**Work to do:**
Copy the data, starting at the first line and ending at the line containing "x=506 y=104", both included, with every line kept as is, requests too. Adjust each x and y coordinate in the answers by adding -145.
*-*-*
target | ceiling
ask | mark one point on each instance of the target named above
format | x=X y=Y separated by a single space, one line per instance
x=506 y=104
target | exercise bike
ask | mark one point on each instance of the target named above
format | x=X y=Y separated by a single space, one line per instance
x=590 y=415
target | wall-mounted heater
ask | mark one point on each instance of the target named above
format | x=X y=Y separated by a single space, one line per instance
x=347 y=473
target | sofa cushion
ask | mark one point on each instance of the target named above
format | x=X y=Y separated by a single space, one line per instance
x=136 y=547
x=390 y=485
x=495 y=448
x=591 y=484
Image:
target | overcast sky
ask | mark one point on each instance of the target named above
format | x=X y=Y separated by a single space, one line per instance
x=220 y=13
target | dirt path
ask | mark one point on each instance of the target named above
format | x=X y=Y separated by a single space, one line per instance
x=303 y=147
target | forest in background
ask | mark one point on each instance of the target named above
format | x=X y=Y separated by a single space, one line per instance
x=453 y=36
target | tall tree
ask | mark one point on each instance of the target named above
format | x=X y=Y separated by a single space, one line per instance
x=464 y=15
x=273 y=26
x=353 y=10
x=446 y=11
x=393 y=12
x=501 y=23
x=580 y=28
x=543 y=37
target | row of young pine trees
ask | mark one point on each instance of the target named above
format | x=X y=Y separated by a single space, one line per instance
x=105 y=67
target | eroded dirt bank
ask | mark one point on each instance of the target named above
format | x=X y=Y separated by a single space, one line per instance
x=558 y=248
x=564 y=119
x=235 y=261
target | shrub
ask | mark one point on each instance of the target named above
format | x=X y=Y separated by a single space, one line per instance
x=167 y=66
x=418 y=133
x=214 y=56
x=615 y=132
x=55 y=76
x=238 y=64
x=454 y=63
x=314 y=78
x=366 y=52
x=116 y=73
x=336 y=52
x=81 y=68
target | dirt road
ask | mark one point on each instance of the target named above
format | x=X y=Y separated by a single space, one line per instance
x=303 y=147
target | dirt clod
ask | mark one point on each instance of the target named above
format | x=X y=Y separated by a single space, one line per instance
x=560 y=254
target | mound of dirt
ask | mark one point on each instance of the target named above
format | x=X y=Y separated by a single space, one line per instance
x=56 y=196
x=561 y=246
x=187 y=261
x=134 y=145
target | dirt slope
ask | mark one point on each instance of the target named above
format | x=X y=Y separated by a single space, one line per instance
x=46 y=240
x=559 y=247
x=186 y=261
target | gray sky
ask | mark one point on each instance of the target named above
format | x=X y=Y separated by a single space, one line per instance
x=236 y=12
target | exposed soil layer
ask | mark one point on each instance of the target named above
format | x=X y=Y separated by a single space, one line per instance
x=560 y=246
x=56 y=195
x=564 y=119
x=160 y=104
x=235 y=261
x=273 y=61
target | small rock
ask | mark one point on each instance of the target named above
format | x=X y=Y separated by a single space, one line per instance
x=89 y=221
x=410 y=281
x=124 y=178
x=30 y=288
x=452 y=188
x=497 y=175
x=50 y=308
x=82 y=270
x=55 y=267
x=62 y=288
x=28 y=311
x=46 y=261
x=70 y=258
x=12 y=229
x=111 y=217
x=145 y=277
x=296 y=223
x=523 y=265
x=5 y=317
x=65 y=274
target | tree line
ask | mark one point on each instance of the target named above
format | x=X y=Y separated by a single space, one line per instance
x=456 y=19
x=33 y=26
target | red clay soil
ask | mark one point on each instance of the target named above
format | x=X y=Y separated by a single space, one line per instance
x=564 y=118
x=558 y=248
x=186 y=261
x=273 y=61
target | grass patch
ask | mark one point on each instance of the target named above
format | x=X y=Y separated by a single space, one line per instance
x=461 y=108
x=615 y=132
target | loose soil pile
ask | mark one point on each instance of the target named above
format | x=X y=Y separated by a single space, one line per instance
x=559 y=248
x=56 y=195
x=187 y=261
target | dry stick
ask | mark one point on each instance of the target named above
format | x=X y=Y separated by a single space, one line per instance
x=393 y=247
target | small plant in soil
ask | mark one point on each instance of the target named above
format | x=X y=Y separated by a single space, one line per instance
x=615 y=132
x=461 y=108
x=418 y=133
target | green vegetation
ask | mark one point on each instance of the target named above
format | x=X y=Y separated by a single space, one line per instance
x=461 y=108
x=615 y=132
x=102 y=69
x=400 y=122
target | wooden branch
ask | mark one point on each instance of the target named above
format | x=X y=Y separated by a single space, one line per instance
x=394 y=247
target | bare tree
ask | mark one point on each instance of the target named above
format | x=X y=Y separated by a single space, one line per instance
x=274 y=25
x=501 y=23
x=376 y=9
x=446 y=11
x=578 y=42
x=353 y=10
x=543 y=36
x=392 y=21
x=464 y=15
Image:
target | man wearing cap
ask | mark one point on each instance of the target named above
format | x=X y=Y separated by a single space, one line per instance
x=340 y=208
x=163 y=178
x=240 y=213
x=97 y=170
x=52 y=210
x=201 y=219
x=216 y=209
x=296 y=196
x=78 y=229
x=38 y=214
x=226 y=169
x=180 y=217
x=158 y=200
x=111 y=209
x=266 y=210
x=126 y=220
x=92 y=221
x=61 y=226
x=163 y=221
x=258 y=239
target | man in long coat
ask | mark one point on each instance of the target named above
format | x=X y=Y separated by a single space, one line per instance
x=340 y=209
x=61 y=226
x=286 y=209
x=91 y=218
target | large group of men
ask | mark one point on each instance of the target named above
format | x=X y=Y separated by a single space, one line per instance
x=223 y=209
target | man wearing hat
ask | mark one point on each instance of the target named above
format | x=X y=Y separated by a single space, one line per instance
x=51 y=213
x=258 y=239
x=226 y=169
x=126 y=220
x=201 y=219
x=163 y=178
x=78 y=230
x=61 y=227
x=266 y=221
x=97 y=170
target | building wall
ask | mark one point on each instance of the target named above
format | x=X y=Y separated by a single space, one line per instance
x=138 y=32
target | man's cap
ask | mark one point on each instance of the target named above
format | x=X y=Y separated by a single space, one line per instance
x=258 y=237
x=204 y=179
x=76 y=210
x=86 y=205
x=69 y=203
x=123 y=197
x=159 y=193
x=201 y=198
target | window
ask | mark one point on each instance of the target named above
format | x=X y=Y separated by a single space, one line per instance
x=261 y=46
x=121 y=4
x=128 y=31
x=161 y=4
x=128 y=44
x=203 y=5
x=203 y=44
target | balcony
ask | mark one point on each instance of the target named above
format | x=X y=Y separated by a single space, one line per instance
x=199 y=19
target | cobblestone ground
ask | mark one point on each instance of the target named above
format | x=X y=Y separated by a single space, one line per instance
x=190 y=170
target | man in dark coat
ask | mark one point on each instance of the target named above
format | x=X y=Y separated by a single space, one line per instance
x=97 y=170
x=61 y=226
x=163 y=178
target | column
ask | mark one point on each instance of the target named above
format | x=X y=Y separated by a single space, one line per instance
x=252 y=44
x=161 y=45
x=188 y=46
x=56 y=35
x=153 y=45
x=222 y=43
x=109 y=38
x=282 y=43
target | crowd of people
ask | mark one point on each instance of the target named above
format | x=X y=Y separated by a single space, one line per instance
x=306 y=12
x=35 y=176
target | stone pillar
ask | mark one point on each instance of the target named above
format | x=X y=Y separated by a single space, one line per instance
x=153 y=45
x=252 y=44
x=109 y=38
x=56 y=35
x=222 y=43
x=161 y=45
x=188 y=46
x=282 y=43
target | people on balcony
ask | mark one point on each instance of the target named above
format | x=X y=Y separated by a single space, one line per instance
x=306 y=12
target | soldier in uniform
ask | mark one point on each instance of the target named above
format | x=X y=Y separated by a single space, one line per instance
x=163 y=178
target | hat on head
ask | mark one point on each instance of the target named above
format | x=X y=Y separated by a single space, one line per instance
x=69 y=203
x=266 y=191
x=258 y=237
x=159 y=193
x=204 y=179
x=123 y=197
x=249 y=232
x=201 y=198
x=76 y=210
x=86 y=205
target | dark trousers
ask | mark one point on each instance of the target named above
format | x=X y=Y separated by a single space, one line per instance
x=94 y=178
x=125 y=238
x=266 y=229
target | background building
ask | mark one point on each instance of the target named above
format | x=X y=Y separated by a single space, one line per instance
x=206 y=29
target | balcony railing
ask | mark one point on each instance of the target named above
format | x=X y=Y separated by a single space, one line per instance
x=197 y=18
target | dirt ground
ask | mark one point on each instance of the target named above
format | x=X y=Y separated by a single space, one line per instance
*-*-*
**Exercise response:**
target | ceiling
ask | mark one point on each instance of the target named above
format | x=X y=Y separated by a single space, one line per instance
x=361 y=-41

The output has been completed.